DATA SUPPLIED
::::

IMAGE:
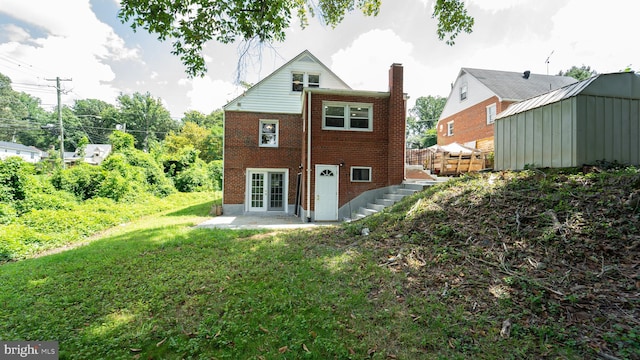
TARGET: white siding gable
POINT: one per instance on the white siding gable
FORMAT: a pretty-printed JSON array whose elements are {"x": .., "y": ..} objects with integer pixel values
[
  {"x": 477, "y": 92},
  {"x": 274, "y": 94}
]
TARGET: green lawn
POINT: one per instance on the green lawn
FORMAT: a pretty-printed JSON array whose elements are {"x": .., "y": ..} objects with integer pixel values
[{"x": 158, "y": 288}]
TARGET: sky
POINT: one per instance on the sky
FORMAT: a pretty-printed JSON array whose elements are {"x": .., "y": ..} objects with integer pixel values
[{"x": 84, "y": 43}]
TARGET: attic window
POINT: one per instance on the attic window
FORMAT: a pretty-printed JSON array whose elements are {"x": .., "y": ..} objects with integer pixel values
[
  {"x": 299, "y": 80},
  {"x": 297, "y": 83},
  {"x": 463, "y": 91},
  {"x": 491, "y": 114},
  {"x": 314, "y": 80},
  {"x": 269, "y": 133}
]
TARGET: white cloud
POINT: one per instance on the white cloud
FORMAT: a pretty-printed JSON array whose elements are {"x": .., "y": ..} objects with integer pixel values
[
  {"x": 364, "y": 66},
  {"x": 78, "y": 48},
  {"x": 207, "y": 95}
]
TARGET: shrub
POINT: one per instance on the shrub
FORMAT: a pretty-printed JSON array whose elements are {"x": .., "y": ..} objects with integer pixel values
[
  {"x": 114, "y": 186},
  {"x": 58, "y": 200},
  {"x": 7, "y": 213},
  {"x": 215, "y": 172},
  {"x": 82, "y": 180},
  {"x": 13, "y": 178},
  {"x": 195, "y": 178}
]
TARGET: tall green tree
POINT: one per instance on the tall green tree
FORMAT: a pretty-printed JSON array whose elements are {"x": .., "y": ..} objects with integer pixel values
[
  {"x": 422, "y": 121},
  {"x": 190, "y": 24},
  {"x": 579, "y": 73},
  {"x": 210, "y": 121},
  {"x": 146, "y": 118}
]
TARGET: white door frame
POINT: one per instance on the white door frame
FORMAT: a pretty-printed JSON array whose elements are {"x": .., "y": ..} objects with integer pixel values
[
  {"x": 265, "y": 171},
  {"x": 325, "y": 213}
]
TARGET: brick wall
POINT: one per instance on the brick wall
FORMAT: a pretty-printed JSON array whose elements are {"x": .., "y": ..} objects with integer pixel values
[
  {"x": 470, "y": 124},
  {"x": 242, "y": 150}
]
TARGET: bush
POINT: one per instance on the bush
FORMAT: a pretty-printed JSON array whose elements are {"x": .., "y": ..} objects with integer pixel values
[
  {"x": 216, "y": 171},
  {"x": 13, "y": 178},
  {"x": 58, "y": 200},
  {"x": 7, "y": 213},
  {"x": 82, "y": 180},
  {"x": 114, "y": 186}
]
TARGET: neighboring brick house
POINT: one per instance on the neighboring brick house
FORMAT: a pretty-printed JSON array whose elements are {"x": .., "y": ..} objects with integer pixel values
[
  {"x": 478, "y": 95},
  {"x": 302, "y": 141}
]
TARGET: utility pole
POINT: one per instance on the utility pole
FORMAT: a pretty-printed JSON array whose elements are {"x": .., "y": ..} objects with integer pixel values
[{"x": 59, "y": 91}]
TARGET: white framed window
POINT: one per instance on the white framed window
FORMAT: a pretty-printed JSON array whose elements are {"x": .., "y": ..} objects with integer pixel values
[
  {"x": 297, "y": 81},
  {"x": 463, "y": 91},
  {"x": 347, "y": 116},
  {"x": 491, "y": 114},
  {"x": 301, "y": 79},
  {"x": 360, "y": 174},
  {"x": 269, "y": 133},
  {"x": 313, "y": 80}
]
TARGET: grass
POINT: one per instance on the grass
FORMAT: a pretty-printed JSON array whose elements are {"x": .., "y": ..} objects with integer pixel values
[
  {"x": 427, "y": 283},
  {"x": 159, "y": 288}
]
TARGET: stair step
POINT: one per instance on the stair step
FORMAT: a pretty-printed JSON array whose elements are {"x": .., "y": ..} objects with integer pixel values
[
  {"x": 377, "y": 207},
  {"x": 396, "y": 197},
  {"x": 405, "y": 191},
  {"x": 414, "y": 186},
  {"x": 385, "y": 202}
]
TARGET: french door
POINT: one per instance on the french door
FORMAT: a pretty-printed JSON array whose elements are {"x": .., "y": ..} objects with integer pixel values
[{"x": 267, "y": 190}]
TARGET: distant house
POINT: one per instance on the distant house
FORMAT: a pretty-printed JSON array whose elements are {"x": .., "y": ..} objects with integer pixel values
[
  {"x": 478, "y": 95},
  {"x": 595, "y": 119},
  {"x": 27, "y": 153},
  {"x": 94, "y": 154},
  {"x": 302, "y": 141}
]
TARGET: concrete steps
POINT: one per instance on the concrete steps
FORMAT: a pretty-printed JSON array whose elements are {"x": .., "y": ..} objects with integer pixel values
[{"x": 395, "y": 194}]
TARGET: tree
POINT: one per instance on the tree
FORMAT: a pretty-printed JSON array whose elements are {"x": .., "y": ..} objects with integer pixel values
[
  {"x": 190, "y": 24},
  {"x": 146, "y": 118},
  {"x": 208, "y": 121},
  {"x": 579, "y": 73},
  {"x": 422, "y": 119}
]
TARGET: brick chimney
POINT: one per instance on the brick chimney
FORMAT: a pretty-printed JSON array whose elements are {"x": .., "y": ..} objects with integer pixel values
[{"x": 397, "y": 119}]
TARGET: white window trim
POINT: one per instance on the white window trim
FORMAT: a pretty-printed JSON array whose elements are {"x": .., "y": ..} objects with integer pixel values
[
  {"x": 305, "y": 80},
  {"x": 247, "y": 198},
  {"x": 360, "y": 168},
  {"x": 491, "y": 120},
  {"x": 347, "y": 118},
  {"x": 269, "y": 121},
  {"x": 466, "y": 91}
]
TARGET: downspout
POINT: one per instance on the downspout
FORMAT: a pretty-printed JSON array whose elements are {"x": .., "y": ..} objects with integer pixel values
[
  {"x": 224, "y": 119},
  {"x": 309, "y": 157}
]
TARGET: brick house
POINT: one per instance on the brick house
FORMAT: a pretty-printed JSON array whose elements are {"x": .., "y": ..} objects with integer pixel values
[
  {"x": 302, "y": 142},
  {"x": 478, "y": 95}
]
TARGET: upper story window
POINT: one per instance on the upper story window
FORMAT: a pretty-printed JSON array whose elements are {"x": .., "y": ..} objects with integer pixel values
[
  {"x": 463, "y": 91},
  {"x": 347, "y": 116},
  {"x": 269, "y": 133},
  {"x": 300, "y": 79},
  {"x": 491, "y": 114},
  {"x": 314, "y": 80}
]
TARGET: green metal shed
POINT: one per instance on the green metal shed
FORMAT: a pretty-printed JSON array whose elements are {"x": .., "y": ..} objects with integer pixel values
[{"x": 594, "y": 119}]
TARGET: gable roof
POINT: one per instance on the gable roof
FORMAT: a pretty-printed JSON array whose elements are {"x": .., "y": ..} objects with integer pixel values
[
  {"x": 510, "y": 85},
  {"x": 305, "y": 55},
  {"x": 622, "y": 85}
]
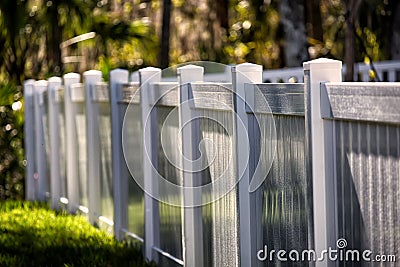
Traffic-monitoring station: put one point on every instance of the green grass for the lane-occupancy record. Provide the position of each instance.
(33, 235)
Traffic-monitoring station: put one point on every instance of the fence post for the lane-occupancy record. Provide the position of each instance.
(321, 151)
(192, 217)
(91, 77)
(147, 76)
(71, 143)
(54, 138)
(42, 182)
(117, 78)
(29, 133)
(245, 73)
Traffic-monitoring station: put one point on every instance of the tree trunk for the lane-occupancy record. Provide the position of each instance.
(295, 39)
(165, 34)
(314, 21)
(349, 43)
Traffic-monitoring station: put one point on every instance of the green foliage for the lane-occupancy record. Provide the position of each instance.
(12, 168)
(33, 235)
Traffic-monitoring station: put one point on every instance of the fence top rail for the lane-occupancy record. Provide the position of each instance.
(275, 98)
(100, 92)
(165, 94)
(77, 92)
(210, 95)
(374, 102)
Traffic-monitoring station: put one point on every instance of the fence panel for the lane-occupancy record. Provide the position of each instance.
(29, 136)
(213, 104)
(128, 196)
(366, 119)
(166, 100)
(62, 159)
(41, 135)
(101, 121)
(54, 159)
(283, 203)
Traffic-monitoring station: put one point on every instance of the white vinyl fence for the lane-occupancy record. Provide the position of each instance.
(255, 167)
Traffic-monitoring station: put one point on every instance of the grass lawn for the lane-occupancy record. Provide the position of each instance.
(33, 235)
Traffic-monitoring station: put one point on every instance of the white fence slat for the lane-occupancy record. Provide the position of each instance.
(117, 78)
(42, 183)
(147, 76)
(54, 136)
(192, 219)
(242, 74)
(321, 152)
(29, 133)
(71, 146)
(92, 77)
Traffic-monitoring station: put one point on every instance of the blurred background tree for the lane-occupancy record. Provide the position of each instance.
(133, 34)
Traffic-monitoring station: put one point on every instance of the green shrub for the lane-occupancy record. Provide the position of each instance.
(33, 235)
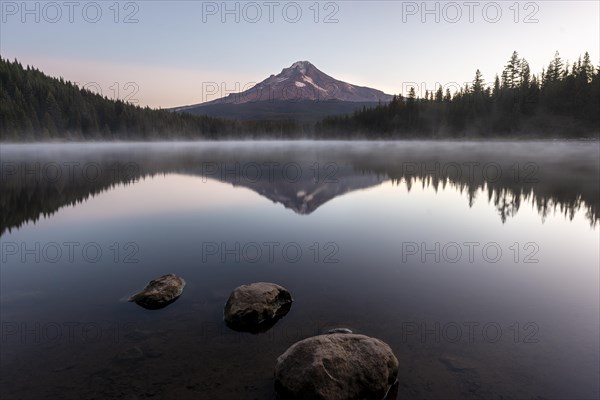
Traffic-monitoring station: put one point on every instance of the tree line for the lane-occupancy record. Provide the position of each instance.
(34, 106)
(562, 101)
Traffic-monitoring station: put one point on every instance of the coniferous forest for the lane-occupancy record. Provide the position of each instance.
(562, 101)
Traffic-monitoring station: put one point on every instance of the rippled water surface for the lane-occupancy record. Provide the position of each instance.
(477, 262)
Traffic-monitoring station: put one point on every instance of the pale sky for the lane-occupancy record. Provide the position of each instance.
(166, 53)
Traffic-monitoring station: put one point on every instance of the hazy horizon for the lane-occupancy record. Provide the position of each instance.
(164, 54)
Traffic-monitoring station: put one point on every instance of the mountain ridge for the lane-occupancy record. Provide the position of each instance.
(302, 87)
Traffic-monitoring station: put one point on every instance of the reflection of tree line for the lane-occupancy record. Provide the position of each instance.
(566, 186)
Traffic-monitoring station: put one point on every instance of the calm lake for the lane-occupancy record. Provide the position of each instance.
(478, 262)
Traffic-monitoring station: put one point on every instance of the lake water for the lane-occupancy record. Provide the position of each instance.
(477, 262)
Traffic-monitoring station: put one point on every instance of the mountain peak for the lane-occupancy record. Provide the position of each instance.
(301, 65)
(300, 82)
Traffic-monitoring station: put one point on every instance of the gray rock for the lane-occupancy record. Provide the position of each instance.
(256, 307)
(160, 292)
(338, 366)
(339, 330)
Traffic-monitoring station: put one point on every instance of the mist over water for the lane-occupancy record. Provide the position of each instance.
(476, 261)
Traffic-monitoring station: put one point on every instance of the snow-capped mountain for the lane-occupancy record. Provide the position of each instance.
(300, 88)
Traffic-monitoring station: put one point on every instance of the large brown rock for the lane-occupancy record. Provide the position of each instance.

::::

WHAT THE EXERCISE ASKS
Reproduce every line in the stretch from the line containing "of the calm" through the end of the records, and raise each coordinate in the answers by 25.

SOLUTION TO THIS PROBLEM
Traffic-monitoring station: put one point on every instance of the calm lake for the lane-occupancy record. Provide the position of each instance.
(503, 287)
Traffic-monitoring station: put one point on every instance of the lake water for the lane-occupancy record. Provide the position of each instance.
(502, 287)
Traffic-monitoring station: put one point on every instance of the mountain peak for the lane-occupancy record. Provide the position of each instance.
(326, 90)
(325, 107)
Traffic-monitoring station: put one point on every instance of the gray rock for the lane-occupancy record. Provide the position of each instance.
(281, 332)
(185, 317)
(363, 391)
(364, 355)
Traffic-monitoring station: put one point on every instance of the mist over water for the lane-occupancy record. Provide the position of each instance.
(501, 286)
Traffic-monitoring station: put one point on every instance of the snow-capped mountain for the lane-occupancy record. Provide the position of each instance.
(325, 113)
Traffic-monitoring station: put one point on every instance of the large brown rock for the lane-occupancy record. Provide the position of each instance.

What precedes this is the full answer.